* _Collected data_
........
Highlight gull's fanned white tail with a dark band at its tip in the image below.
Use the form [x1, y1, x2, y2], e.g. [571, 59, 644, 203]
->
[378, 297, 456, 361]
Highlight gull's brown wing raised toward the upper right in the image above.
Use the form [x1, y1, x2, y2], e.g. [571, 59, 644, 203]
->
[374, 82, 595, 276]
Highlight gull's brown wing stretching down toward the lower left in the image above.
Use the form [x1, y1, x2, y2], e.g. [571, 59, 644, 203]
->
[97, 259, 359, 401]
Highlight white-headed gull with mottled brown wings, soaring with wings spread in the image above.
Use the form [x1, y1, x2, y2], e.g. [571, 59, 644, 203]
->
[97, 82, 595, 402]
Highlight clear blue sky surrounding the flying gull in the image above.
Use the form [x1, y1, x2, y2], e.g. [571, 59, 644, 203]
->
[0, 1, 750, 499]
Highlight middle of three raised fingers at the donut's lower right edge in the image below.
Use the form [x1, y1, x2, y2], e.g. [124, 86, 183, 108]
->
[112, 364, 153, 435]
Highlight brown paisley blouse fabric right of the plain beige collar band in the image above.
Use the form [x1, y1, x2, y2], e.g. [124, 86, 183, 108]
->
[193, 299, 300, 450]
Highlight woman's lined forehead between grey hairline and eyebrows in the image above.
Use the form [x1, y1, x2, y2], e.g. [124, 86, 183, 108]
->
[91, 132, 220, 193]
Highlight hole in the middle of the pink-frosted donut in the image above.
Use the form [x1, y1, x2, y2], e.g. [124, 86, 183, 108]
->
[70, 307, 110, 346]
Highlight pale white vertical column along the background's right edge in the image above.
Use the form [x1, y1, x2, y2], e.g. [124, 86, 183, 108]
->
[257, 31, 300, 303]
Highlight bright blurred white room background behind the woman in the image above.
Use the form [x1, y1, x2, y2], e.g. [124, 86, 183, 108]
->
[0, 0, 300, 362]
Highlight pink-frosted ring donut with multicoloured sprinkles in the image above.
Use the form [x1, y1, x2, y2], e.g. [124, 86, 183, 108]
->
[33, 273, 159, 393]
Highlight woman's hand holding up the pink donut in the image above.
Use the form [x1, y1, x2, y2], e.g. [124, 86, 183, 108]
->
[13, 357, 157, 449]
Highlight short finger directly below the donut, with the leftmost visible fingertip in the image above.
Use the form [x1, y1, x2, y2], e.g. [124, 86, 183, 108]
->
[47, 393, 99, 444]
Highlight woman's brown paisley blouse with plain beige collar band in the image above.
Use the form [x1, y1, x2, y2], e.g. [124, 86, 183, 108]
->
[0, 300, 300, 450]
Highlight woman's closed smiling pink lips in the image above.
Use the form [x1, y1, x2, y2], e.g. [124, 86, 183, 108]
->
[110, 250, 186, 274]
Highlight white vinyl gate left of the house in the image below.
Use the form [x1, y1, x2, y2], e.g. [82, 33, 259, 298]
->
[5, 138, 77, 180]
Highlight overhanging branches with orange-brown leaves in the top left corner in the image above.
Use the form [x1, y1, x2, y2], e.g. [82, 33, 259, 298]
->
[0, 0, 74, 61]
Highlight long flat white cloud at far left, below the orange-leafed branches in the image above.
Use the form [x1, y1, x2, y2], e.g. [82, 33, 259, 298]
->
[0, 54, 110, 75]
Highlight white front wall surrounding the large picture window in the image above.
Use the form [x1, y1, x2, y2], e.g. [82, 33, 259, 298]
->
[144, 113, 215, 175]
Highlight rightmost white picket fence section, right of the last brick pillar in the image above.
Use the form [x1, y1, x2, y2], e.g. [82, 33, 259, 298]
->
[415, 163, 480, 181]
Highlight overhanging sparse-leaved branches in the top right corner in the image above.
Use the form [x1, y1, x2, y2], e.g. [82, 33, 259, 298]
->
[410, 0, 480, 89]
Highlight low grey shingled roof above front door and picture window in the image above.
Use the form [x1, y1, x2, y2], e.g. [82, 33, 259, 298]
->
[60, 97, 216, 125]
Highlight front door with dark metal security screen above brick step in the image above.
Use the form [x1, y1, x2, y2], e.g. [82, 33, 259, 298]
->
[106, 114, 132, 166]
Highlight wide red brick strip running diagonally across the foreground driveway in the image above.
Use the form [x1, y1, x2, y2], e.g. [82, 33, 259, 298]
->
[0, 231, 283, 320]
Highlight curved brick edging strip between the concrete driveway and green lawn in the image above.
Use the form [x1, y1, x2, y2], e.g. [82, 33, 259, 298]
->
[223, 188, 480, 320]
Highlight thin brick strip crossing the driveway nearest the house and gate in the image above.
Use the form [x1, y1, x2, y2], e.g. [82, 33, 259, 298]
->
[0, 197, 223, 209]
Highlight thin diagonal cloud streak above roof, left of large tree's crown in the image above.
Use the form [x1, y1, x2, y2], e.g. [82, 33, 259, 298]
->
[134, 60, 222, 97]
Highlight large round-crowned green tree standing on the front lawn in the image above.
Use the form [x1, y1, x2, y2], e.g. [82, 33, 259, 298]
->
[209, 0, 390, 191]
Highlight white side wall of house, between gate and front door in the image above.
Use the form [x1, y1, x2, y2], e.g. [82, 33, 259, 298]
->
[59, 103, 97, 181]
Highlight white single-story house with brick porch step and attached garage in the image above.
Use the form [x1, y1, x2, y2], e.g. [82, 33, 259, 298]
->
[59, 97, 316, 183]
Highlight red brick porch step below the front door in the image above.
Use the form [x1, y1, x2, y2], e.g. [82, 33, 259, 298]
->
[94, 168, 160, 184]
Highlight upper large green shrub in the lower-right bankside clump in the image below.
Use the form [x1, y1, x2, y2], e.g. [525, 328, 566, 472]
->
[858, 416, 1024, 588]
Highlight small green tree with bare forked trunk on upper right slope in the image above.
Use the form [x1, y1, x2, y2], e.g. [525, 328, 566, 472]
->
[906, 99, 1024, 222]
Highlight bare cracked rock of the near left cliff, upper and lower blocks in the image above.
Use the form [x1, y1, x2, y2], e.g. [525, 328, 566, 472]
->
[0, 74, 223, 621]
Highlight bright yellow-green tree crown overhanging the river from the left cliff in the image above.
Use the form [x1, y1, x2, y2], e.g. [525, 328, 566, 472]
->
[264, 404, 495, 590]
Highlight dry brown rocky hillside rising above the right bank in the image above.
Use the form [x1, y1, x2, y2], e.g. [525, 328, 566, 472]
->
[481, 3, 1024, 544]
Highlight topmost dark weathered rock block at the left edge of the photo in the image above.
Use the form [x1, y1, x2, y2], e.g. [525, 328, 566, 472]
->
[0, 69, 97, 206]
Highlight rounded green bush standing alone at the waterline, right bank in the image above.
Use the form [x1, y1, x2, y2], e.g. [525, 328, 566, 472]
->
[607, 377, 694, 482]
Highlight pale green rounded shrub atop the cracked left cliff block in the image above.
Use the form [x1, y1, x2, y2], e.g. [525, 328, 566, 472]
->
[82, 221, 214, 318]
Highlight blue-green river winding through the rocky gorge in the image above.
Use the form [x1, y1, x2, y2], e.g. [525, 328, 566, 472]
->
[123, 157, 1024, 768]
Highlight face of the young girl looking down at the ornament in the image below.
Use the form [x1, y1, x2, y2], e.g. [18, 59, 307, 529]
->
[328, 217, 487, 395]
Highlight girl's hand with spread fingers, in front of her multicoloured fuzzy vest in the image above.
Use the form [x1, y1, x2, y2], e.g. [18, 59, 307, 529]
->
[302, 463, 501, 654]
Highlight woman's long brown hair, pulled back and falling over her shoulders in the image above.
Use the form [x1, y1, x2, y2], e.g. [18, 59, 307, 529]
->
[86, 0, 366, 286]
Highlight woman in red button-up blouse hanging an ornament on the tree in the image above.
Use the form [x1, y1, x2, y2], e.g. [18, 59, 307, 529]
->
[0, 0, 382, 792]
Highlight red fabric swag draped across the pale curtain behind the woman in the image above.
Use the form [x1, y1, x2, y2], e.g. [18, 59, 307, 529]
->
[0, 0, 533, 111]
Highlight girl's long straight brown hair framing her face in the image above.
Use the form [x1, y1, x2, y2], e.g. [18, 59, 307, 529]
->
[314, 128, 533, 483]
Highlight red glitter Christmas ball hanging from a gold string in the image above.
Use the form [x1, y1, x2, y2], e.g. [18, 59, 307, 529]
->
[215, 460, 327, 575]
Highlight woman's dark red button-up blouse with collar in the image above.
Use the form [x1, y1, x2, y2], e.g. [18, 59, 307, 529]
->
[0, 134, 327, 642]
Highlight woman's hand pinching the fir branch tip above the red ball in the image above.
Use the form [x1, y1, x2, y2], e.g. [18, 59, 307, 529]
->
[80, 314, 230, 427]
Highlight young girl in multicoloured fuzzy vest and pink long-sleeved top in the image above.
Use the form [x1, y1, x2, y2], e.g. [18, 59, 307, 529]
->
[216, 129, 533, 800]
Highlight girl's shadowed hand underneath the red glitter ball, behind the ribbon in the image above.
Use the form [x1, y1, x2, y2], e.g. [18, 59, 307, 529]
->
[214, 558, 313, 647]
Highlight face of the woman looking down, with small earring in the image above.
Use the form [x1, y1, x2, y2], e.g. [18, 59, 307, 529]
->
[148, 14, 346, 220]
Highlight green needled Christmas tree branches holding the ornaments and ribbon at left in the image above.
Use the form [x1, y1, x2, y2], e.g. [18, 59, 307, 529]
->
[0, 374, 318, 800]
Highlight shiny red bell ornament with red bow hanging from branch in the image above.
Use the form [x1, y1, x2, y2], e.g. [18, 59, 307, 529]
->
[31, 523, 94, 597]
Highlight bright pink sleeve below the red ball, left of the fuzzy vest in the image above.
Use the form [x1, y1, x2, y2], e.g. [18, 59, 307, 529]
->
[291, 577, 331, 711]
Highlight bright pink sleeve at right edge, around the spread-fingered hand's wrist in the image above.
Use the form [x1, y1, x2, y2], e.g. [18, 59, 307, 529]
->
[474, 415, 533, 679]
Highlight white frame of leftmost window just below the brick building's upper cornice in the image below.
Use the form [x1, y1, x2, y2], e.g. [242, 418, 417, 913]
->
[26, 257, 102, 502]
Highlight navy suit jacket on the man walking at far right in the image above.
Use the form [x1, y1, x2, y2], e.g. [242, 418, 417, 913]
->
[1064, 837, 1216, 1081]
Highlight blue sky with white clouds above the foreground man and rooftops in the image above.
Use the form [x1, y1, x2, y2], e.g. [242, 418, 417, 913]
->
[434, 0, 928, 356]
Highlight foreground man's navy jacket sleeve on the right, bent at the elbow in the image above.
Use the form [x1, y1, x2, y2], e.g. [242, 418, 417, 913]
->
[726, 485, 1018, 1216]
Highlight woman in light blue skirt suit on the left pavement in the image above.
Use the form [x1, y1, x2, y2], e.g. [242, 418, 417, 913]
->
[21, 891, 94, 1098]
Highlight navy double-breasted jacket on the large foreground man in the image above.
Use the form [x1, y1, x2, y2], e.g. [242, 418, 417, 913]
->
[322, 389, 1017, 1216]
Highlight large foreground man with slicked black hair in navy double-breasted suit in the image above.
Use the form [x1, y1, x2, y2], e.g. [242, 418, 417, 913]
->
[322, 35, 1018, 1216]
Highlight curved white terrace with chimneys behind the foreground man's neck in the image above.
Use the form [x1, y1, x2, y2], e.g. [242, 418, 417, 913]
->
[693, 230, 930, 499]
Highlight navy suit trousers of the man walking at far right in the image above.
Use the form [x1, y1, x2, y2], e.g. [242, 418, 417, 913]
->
........
* _WHAT THIS TASK INVOLVES_
Report the count, and only the count, of lines in the records above that contain "pink".

* _ANSWER TO THIS PROBLEM_
7